### PASSAGE PROVIDED
::::
Single by MAX

from the album Maximum Groove
- B-side: "Getting Over"
- Released: September 9, 1998
- Genre: Pop
- Length: 20:47
- Label: Avex Trax
- Songwriters: Yuko Ebine, Kenji Suzuki
- Producer: Max Matsuura

MAX singles chronology
| "Ride On Time" (1998) | "Grace of My Heart" (1998) | "Love Impact" (1999) |

= Grace of My Heart (song) =

"Grace of My Heart" is MAX's 11th single released under Avex Trax. The title track was used in commercials for Communicase Gum. Its B-side, "Getting Over" was used in a series of commercials for DyDo Mistio soft drinks including one commercial featuring Namie Amuro. Upon release the single debuted at No. 2, becoming their second highest ranking single behind "Give Me a Shake" which debuted at No. 1.
::::
### SOURCE DATA
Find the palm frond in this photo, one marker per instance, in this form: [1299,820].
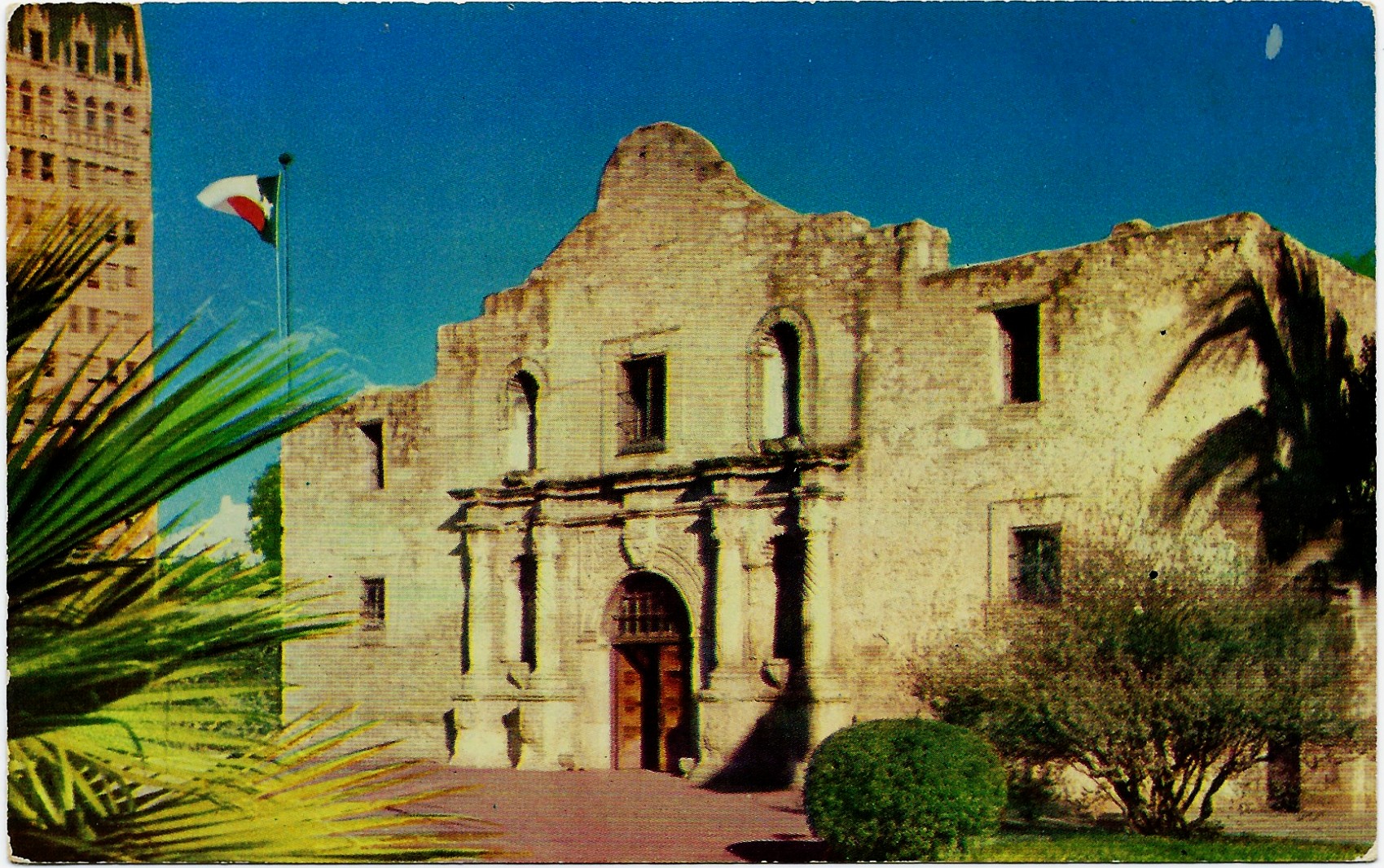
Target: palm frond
[133,448]
[49,259]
::::
### PROBLEMS
- A) In the article on the single "Grace of My Heart," which product's commercials used the title track?
- B) Check each statement against the article on the single "Grace of My Heart" and answer yes or no, quoting the words that decide it: (i) The single came out on September 9, 1998. (ii) The single debuted at No. 1. (iii) Yuko Ebine produced the single.
- C) Carry on the article on the single "Grace of My Heart" from its last sentence.

### TASK-BY-TASK OUTPUTS
- A) Communicase Gum.

- B)
(i) Yes: "Released: September 9, 1998"
(ii) No: "Upon release the single debuted at No. 2"
(iii) No: "Producer: Max Matsuura"

- C)
== Track listing ==

| # | Title | Songwriters | Time |
|---|---|---|---|
| 1. | "Grace of My Heart" | Yuko Ebine, Kenji Suzuki | 5:25 |
| 2. | "Getting Over" | Goro Matsui, Kiichi Yokoyama | 5:01 |
| 3. | "Grace of My Heart (Original Karaoke)" | Kenji Suzuki | 5:25 |
| 4. | "Getting Over (Original Karaoke)" | Kiichi Yokoyama | 4:57 |

== Charts ==
Oricon sales chart (Japan)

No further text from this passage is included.